What the exercise asks — Return the data below in full, matching every line exactly.

BEGIN Data supplied

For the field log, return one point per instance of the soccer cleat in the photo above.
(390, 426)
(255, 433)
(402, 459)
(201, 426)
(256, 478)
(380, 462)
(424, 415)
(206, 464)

END Data supplied

Response for this exercise —
For the field log, return one point per instance of the soccer cleat in the photo above.
(390, 426)
(255, 433)
(402, 459)
(201, 426)
(256, 478)
(380, 462)
(424, 415)
(206, 464)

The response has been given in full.